__WRITTEN EXERCISE A__: According to the passage on social sub-systems, which four elements characterize structural sub-systems?
__WRITTEN EXERCISE B__: Continue the passage on social sub-systems and insulation, picking up after its final sentence.

Functional sub-systems can be distinguished from structural ones. While functional sub-systems are not composed of concrete groups, a structural sub-system is. Family, clans, and neighbourhoods are all examples of structural sub-systems. These structures are characterized by four elements: sub-groups, statuses with various accompanying roles, regulative norms, and cultural values. These structures differ in terms of their size and number of subgroups, the overlapping of sub-groups, the number of occupants in different status positions, and the distribution of facilities and rewards among types of sub-groups and various status occupants.

This scheme also insists that sub-systems within a system should not be treated as closed systems. If such insular systems survive, they become self-sufficient in themselves and thus secede from the parent system. The creation of the new nation of Pakistan after the partition in 1947 can be regarded as the result of such insulation. Again, the creation of Bangladesh from Pakistan was a clear case of insulation, made possible through geographical separation. The formation of new castes from the original four varnas is yet another example of the same process. However, it must be admitted that there can never be total insulation. Every society keeps its apertures open to let in external flows, but guards them well so as not to be overtaken by them. It is on the operation of the twin mechanisms of insulation and apertures (see Atal, 1973) that the integration of a group and its distinct identity depends. In concrete situations, integration is always a matter of degree.

__Dataset records__:
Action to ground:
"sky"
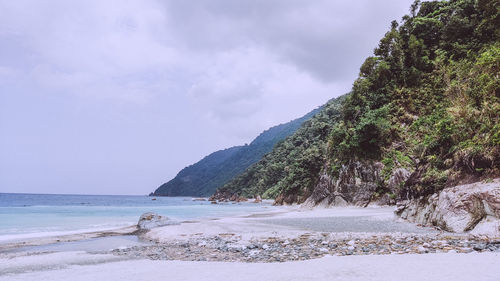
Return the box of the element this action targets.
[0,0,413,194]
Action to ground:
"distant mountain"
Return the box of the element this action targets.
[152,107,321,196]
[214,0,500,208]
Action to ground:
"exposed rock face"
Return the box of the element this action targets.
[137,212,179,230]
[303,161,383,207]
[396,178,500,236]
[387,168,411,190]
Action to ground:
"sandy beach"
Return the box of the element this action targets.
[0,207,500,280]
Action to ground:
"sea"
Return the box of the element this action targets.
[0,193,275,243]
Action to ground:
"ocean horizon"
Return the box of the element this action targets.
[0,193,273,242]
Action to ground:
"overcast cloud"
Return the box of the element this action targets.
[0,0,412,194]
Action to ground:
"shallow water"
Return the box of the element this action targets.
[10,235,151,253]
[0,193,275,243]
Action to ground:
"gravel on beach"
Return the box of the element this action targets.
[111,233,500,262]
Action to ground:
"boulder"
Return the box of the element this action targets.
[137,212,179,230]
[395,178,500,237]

* * *

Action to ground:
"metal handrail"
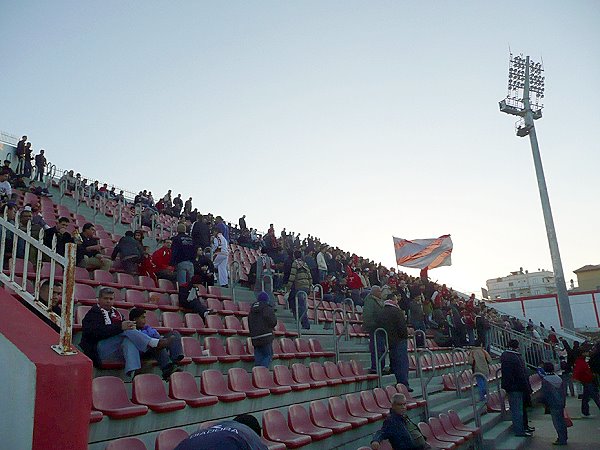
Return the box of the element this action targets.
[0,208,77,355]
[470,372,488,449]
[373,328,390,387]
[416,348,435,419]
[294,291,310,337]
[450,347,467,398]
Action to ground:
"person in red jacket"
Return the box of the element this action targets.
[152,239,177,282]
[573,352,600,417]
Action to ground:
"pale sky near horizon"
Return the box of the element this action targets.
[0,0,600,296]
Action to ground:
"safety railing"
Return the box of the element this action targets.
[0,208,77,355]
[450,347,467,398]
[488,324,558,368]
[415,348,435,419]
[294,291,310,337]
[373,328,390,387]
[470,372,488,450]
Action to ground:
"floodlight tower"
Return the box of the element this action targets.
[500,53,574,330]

--

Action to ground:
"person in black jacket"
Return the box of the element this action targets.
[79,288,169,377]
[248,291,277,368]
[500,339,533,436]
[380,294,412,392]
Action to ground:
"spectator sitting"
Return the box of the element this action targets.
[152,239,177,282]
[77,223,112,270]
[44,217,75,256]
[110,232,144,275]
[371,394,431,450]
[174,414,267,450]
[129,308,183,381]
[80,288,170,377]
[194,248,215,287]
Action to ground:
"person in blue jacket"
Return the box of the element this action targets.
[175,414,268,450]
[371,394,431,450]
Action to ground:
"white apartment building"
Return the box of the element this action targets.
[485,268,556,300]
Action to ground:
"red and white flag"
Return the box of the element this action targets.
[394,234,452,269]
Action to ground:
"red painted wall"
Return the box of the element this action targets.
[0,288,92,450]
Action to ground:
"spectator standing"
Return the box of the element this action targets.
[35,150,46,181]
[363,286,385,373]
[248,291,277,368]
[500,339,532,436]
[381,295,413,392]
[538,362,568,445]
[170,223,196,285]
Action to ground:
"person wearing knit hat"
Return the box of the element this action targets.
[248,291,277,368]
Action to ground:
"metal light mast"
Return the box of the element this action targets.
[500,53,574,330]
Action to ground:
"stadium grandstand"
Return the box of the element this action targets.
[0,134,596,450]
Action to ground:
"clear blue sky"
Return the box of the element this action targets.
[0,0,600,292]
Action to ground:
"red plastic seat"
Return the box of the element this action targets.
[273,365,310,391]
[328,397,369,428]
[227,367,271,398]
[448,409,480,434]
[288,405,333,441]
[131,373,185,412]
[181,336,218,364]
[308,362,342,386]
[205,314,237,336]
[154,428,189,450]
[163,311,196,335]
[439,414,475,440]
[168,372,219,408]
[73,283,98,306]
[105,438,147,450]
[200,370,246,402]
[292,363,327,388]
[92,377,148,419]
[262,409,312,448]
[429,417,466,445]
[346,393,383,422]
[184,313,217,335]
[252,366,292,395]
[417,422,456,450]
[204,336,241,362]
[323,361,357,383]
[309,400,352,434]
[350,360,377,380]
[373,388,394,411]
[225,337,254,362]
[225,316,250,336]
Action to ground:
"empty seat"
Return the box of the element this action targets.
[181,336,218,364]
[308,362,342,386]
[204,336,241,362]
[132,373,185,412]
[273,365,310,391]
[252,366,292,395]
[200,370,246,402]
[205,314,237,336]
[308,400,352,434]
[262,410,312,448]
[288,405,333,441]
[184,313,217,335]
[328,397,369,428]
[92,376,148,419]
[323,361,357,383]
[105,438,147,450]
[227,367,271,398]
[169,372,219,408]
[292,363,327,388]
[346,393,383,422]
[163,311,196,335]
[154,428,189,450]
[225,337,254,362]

__FINAL ANSWER A__: Sub-groups, statuses with various accompanying roles, regulative norms, and cultural values.

__FINAL ANSWER B__:
Input–output Model

The linkage between different sub-systems can also be shown through an input–output model (see Figure 8.4). Any sub-system receives inputs from the wider social system, which are then processed within the sub-system. The process is technically known as throughput, and is delivered to the wider social system as outputs.

Take the example of a college as a sub-system of the education system of society, the education system itself being a sub-system of the wider social system. The college has a faculty and administrative staff recruited from the available manpower and gets its paraphernalia produced by other sectors; its student clientele—the key input—is produced by lower-level schools as an output. A fixed number of years of schooling at the college transforms these school-leavers into graduates, who leave the system as outputs. The courses offered within the college, standards of teaching and examinations, and the overall management of the system are conditioned by the external environment. The courses are designed by the university to which the college is affiliated, and student preferences for courses are governed by the market demand for skills, or general preference pattern of the youth. Similarly, teaching within the college depends on the quality of teaching staff the college is able to attract, and the level of job satisfaction it provides in terms of salary and perks, compared to other professions. In all such matters, the sub-system of the college is influenced by occurrences in the wider social system in varied fields such as economy, polity, and academics. Sociological investigation of any social structure—society as a whole, any local community (village or city, or even a mohalla), any organization (a factory, a school, or a club)—requires such an orientation to gain a meaningful understanding of the phenomena.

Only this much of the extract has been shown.